[Saved entries]
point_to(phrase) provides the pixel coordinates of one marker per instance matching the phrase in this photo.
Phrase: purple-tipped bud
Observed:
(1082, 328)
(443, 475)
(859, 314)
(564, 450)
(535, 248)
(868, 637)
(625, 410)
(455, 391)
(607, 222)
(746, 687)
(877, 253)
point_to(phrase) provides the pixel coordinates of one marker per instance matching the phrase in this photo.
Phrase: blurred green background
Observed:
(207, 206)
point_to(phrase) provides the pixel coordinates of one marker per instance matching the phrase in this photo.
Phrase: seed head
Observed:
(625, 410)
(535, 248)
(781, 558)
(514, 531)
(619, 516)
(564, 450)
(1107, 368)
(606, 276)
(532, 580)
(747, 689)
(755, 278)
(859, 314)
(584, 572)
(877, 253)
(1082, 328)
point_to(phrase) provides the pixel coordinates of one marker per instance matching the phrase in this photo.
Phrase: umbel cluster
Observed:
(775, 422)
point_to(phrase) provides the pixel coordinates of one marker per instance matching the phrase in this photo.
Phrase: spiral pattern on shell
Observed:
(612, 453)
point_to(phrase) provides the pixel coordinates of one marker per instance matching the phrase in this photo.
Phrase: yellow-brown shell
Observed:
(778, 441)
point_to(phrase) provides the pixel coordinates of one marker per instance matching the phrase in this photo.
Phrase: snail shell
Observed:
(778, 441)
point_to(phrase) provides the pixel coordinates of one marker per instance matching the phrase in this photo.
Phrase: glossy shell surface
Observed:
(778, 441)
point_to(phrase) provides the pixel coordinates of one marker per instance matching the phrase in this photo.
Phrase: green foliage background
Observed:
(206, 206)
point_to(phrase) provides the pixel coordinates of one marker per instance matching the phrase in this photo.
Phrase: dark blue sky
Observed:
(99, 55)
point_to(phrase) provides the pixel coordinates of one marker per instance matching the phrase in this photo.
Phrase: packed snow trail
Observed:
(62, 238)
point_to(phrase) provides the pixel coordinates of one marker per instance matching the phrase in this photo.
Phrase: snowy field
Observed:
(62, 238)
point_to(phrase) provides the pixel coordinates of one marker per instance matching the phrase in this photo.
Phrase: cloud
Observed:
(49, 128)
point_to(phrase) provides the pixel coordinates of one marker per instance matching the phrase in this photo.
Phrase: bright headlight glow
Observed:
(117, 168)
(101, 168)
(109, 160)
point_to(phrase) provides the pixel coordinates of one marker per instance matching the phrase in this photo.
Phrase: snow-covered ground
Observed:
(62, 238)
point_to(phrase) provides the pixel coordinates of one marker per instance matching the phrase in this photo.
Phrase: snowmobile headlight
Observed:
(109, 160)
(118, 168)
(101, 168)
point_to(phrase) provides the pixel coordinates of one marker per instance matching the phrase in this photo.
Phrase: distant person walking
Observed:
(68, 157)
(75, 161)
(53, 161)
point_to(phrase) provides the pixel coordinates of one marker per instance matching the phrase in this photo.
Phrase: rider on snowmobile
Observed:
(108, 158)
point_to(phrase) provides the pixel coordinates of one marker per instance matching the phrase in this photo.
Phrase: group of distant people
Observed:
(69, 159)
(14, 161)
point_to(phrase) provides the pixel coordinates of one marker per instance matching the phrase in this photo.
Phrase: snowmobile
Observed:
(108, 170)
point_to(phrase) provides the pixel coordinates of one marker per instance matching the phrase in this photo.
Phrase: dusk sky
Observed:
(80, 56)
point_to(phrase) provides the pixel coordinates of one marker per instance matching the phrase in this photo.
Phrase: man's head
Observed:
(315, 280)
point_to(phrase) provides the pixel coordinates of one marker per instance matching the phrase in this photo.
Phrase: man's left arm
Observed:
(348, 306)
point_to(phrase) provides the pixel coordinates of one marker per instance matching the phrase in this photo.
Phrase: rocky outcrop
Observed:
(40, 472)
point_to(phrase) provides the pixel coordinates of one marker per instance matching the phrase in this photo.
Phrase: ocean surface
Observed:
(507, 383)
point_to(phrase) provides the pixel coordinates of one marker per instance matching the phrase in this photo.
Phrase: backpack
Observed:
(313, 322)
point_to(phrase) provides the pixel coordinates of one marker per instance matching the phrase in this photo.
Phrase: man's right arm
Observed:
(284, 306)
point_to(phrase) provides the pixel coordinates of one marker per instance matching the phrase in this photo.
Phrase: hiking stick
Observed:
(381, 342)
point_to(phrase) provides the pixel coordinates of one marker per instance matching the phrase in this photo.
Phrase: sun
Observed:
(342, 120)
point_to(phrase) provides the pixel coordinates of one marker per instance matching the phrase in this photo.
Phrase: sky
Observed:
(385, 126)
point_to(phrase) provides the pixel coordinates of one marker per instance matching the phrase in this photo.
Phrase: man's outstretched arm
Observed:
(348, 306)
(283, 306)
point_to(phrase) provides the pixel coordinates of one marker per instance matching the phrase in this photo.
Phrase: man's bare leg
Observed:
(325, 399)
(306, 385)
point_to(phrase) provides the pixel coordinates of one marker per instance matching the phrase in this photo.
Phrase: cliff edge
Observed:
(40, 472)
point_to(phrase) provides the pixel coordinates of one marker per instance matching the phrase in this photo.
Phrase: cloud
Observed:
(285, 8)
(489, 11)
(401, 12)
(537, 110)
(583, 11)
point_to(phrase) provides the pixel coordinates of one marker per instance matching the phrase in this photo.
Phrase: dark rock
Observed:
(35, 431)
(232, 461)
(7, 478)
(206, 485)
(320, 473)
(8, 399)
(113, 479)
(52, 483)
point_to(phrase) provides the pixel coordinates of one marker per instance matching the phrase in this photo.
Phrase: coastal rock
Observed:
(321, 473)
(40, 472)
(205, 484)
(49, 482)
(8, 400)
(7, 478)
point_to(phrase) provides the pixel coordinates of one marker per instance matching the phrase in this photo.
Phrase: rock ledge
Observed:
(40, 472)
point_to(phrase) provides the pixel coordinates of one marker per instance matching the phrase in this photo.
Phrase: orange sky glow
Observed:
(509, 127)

▸ **Given problem**
Exactly reproduce all of the entries.

▸ **Task output**
point_to(phrase) provides the pixel coordinates of one marker per instance matching the phrase in this photo.
Phrase: purple-tipped bud
Observed:
(1082, 328)
(443, 475)
(859, 314)
(564, 450)
(535, 248)
(868, 637)
(625, 410)
(455, 391)
(607, 222)
(746, 687)
(877, 253)
point_to(phrase) provides the pixel coordinates of one marker per instance matching the phrase in this photo.
Phrase: blurred green background
Observed:
(207, 206)
point_to(phrase) provides the pixel coordinates of one marker per instance matching the phrase in this photo.
Phrase: seed head
Observed:
(625, 410)
(535, 248)
(781, 558)
(514, 531)
(619, 516)
(564, 450)
(1107, 368)
(606, 276)
(532, 580)
(747, 689)
(755, 278)
(859, 314)
(584, 572)
(877, 253)
(1082, 328)
point_to(phrase) provides the pixel coordinates of one marker per instance matching the phrase in this photo.
Phrase: umbel cluster
Observed:
(775, 422)
point_to(phrase) provides the pixel coordinates of one marker per instance matching the phrase in this photo.
Phrase: spiral pattern on shell
Observed:
(612, 453)
point_to(phrase) provides the pixel coordinates of one marker per instance matching the phrase in this photo.
Phrase: yellow-brown shell
Observed:
(778, 441)
point_to(phrase) provides the pixel coordinates of one marker per instance matching the phrase in this photo.
Phrase: snail shell
Observed:
(778, 441)
point_to(phrase) provides the pixel coordinates of one marker per instance matching the phrase in this photo.
Phrase: glossy shell surface
Observed:
(778, 441)
point_to(phrase) provides the pixel coordinates of one marker per instance matching the phrase in this photo.
Phrase: green foliage background
Observed:
(206, 206)
point_to(phrase) provides the pixel coordinates of one marker per instance matching the phrase in this photo.
Phrase: dark blue sky
Observed:
(99, 55)
point_to(phrase) provides the pixel coordinates of one marker per instance matching the phrase in this photo.
Phrase: packed snow trail
Observed:
(62, 238)
point_to(phrase) provides the pixel coordinates of one marker per instance matching the phrase in this photo.
Phrase: snowy field
Observed:
(62, 238)
point_to(phrase) provides the pixel coordinates of one marker per instance matching the phrase in this photo.
Phrase: cloud
Observed:
(49, 128)
point_to(phrase) provides the pixel coordinates of one marker per instance matching the phrase in this photo.
Phrase: bright headlight glow
Observed:
(117, 168)
(101, 168)
(109, 160)
point_to(phrase) provides the pixel coordinates of one marker per instance matching the phrase in this photo.
Phrase: snow-covered ground
Observed:
(62, 238)
point_to(phrase) provides the pixel coordinates of one marker per instance matching the phrase in this photo.
Phrase: snowmobile headlight
Observed:
(109, 160)
(118, 168)
(101, 168)
point_to(phrase) provides the pixel coordinates of one marker per instance matching the phrase in this photo.
Phrase: distant person walking
Observed:
(68, 157)
(75, 161)
(53, 161)
point_to(phrase) provides the pixel coordinates of one marker per instance matching the phrase in this photo.
Phrase: rider on snowmobile
Observed:
(108, 158)
point_to(phrase) provides the pixel coordinates of one marker per instance matching the phrase in this photo.
Phrase: group of distant people
Observed:
(69, 159)
(14, 161)
point_to(phrase) provides the pixel coordinates of one marker per instance matching the phrase in this photo.
Phrase: snowmobile
Observed:
(108, 170)
point_to(phrase) provides the pixel coordinates of one marker per instance matching the phrase in this photo.
Phrase: dusk sky
Observed:
(80, 56)
point_to(phrase) provides the pixel coordinates of one marker per instance matching the phrase in this photo.
Phrase: man's head
Observed:
(315, 280)
point_to(phrase) provides the pixel coordinates of one marker per instance matching the phrase in this photo.
Phrase: man's left arm
Observed:
(348, 306)
point_to(phrase) provides the pixel coordinates of one marker per instance matching the phrase in this photo.
Phrase: rocky outcrop
Observed:
(40, 472)
point_to(phrase) provides the pixel coordinates of one marker per instance matching the phrase in this photo.
Phrase: ocean surface
Observed:
(507, 383)
point_to(phrase) provides the pixel coordinates of one marker per instance matching the phrase in this photo.
Phrase: backpack
Observed:
(313, 322)
point_to(phrase) provides the pixel coordinates of one marker per instance matching the phrase in this photo.
Phrase: man's right arm
Observed:
(284, 306)
point_to(phrase) provides the pixel coordinates of one marker per instance matching the phrase in this photo.
Phrase: hiking stick
Observed:
(381, 342)
point_to(phrase) provides the pixel coordinates of one marker per instance matching the phrase in this photo.
Phrase: sun
Observed:
(342, 120)
point_to(phrase) provides the pixel coordinates of one marker per instance matching the phrase in this photo.
Phrase: sky
Observed:
(385, 126)
point_to(phrase) provides the pixel coordinates of one marker per instance matching the phrase in this photo.
Phrase: man's outstretched arm
Observed:
(348, 306)
(283, 306)
point_to(phrase) provides the pixel coordinates of one marker per instance matching the phrase in this photo.
Phrase: man's bare leg
Observed:
(325, 399)
(306, 385)
point_to(phrase) provides the pixel coordinates of one marker per instance matching the phrase in this photo.
Phrase: cliff edge
Observed:
(40, 472)
point_to(phrase) provides the pixel coordinates of one marker per instance matching the phrase in this photo.
Phrase: cloud
Observed:
(285, 8)
(489, 11)
(401, 12)
(537, 110)
(583, 11)
point_to(phrase) provides the pixel coordinates of one marker per instance matching the phrase in this photo.
Phrase: dark rock
Observed:
(35, 431)
(232, 461)
(7, 478)
(206, 485)
(320, 473)
(8, 399)
(113, 479)
(52, 483)
point_to(phrase) provides the pixel coordinates of one marker per instance matching the phrase in this photo.
Phrase: coastal rock
Observed:
(321, 473)
(40, 472)
(205, 484)
(49, 482)
(8, 400)
(7, 478)
point_to(phrase) provides the pixel coordinates of one marker per instance matching the phrase in this photo.
Phrase: rock ledge
Observed:
(40, 472)
point_to(phrase) provides the pixel coordinates of one marker per instance matching the phrase in this photo.
Phrase: orange sky glow
Observed:
(509, 127)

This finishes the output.